Start of Data listing
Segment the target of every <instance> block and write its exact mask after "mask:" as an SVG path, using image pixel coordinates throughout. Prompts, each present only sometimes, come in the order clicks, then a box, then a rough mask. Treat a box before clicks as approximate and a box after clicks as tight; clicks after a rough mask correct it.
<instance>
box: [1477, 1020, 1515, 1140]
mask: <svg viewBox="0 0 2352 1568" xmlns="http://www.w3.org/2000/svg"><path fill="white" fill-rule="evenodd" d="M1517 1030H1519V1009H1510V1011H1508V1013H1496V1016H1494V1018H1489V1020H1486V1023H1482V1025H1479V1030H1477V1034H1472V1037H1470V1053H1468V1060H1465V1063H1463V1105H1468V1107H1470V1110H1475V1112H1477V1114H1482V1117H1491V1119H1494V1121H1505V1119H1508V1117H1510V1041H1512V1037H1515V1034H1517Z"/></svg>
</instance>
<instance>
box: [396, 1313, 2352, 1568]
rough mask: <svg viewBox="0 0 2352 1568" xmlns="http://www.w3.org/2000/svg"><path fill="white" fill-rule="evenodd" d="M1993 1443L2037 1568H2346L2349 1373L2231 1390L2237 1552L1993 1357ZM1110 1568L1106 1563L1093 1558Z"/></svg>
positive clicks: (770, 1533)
End of Data listing
Work request: Switch every "rough mask" in the rows above to "coarse mask", and reproduce the rows with nothing else altered.

Response to the exercise:
Segment the target of every <instance> block and write its exact mask after "mask:" as an SVG path, using image pixel coordinates throughout. Prompts, each present only sometimes, come in the order clicks, then a box, then a coarse mask. Treat a box before clicks as approximate and a box after clicks as tight; clicks after a coarse mask correct it.
<instance>
box: [1477, 1020, 1515, 1140]
mask: <svg viewBox="0 0 2352 1568" xmlns="http://www.w3.org/2000/svg"><path fill="white" fill-rule="evenodd" d="M1517 1030H1519V1009H1510V1011H1508V1013H1496V1016H1494V1018H1489V1020H1486V1023H1482V1025H1479V1030H1477V1034H1472V1037H1470V1053H1468V1060H1465V1063H1463V1105H1468V1107H1470V1110H1475V1112H1477V1114H1482V1117H1491V1119H1494V1121H1505V1119H1508V1117H1510V1041H1512V1037H1515V1034H1517Z"/></svg>
</instance>
<instance>
box: [396, 1313, 2352, 1568]
coarse mask: <svg viewBox="0 0 2352 1568" xmlns="http://www.w3.org/2000/svg"><path fill="white" fill-rule="evenodd" d="M1993 1443L2037 1568H2346L2349 1373L2231 1390L2237 1552L1993 1357ZM1110 1568L1106 1563L1093 1558Z"/></svg>
positive clicks: (770, 1533)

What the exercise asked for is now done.